SOURCE MATERIAL:
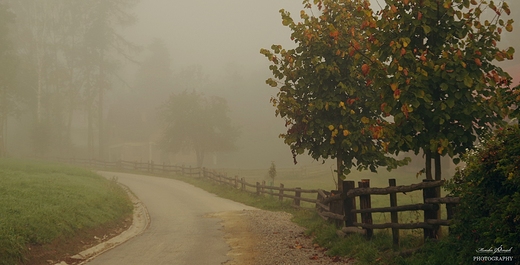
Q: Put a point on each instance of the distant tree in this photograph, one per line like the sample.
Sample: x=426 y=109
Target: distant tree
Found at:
x=323 y=97
x=8 y=67
x=104 y=47
x=193 y=122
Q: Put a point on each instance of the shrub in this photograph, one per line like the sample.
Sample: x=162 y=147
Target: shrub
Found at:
x=488 y=215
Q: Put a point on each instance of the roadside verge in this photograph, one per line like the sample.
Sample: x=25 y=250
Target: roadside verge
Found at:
x=140 y=222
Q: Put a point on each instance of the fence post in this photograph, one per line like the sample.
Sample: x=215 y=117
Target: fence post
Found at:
x=365 y=203
x=297 y=195
x=257 y=188
x=337 y=208
x=349 y=204
x=393 y=215
x=449 y=212
x=429 y=214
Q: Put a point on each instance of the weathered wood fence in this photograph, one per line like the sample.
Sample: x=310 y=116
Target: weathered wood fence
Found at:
x=340 y=208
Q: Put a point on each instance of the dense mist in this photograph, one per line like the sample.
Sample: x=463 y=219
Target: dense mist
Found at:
x=95 y=79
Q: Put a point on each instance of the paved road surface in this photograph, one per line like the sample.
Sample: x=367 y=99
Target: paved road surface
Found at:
x=179 y=232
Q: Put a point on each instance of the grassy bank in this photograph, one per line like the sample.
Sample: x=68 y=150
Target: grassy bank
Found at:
x=377 y=251
x=41 y=202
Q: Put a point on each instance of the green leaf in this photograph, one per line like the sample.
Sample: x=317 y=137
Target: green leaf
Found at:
x=427 y=29
x=468 y=81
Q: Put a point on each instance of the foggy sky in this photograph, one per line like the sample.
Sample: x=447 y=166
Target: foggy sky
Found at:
x=214 y=33
x=217 y=35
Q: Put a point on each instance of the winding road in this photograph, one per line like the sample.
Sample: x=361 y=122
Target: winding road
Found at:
x=182 y=229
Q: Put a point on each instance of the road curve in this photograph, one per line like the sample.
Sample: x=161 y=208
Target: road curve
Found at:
x=181 y=230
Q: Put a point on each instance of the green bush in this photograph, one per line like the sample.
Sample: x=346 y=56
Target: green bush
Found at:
x=488 y=215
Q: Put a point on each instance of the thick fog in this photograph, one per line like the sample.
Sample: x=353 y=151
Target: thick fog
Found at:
x=207 y=47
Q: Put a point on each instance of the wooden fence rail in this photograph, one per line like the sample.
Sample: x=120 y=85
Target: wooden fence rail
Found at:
x=348 y=211
x=339 y=208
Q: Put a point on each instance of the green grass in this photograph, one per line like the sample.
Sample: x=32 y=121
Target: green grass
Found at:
x=379 y=250
x=40 y=202
x=321 y=176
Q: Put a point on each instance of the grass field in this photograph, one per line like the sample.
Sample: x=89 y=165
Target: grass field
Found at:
x=314 y=176
x=41 y=202
x=379 y=250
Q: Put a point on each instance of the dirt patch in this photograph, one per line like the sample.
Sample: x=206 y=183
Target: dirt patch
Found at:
x=62 y=248
x=240 y=238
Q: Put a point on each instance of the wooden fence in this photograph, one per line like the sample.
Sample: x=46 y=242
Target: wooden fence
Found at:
x=339 y=208
x=255 y=188
x=342 y=208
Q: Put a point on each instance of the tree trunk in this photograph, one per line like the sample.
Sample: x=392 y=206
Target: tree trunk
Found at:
x=339 y=167
x=2 y=136
x=200 y=157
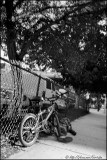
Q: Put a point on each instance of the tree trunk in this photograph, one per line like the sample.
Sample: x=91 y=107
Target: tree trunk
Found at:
x=77 y=99
x=16 y=101
x=16 y=72
x=17 y=97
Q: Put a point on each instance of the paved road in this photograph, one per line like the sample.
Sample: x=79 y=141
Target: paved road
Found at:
x=89 y=143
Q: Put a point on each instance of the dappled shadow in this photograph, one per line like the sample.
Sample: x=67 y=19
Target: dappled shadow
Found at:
x=65 y=140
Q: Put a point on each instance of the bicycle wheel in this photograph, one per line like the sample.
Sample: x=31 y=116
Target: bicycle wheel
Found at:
x=28 y=132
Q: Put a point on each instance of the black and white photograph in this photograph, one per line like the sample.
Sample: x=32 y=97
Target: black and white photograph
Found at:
x=53 y=68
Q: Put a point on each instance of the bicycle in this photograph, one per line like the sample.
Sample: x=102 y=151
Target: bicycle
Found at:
x=46 y=120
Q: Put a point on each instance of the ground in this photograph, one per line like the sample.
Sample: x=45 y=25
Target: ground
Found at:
x=89 y=143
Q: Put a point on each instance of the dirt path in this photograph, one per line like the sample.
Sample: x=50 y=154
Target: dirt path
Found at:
x=89 y=143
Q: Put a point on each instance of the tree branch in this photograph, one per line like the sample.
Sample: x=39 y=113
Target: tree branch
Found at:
x=52 y=22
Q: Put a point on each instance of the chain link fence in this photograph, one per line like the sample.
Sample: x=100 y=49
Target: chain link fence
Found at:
x=33 y=85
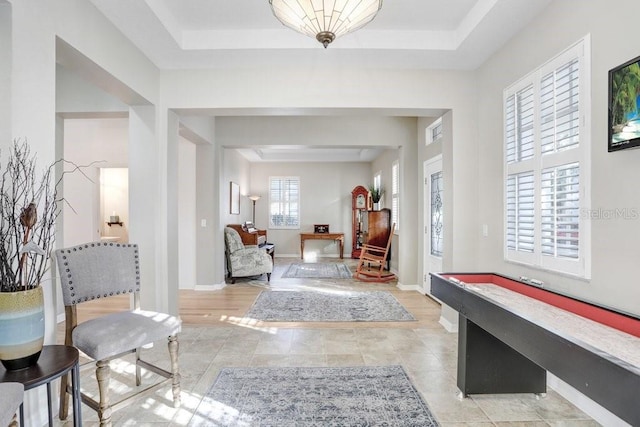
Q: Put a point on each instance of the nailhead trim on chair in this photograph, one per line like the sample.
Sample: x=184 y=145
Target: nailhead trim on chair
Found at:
x=79 y=248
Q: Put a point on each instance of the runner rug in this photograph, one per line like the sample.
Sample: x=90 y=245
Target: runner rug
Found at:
x=317 y=270
x=305 y=397
x=341 y=306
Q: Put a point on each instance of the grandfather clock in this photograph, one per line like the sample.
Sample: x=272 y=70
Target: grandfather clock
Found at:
x=359 y=197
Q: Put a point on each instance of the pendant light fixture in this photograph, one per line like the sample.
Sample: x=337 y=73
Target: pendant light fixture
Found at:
x=325 y=19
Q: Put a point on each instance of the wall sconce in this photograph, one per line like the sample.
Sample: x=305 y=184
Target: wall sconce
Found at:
x=254 y=199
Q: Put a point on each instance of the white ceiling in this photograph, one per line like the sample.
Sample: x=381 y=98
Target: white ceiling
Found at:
x=406 y=34
x=445 y=34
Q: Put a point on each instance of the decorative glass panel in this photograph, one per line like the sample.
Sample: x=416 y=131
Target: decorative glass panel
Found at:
x=436 y=214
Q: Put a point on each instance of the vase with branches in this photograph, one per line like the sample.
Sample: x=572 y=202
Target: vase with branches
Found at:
x=29 y=208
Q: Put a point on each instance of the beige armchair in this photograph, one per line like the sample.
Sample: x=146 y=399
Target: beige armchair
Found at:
x=100 y=270
x=245 y=260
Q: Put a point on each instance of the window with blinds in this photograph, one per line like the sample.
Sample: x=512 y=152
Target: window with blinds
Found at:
x=395 y=194
x=284 y=202
x=547 y=167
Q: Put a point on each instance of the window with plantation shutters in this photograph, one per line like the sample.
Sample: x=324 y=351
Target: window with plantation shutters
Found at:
x=284 y=202
x=547 y=166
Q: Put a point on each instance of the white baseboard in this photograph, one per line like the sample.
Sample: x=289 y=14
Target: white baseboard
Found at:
x=214 y=287
x=408 y=287
x=585 y=404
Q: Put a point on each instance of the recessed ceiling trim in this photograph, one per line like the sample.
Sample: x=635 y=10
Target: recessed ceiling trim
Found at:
x=285 y=39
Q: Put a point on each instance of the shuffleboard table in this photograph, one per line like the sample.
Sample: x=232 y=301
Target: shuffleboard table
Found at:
x=511 y=332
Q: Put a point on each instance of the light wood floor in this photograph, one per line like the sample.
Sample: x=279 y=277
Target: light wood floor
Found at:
x=227 y=306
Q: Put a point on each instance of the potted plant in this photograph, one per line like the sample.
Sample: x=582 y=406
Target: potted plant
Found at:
x=376 y=194
x=28 y=212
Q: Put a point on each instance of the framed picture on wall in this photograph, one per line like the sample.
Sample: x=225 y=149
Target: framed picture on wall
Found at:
x=235 y=198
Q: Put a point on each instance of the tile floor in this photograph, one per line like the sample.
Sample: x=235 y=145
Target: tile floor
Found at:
x=218 y=336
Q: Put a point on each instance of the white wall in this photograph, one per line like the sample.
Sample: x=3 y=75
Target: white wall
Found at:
x=325 y=199
x=114 y=202
x=383 y=164
x=100 y=143
x=5 y=71
x=237 y=169
x=614 y=241
x=187 y=214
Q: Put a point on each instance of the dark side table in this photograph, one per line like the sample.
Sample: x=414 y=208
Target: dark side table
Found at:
x=54 y=362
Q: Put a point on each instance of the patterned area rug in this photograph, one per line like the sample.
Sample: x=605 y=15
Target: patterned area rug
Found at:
x=318 y=270
x=343 y=306
x=305 y=397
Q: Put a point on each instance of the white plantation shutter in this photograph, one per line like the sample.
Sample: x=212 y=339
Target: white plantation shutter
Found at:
x=546 y=156
x=560 y=211
x=284 y=202
x=560 y=109
x=520 y=212
x=519 y=125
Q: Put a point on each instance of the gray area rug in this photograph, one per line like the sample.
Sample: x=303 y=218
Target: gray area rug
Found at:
x=339 y=306
x=305 y=397
x=318 y=270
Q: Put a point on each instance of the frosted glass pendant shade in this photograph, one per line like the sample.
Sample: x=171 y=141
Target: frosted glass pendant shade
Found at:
x=325 y=19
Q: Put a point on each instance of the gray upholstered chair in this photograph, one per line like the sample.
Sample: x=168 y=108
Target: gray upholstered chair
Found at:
x=243 y=261
x=11 y=400
x=100 y=270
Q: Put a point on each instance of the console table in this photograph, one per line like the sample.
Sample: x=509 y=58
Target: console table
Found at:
x=338 y=237
x=54 y=362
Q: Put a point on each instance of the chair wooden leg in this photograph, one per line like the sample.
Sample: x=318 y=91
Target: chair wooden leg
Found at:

PROBLEM TO SOLVE: Filter the entries above down to the lines that hold the word "ground", and copy those lines.

RESULT FOR THIS EXERCISE:
Q: Put a point on each instance of the ground in this photograph, one per line like the sample.
Target: ground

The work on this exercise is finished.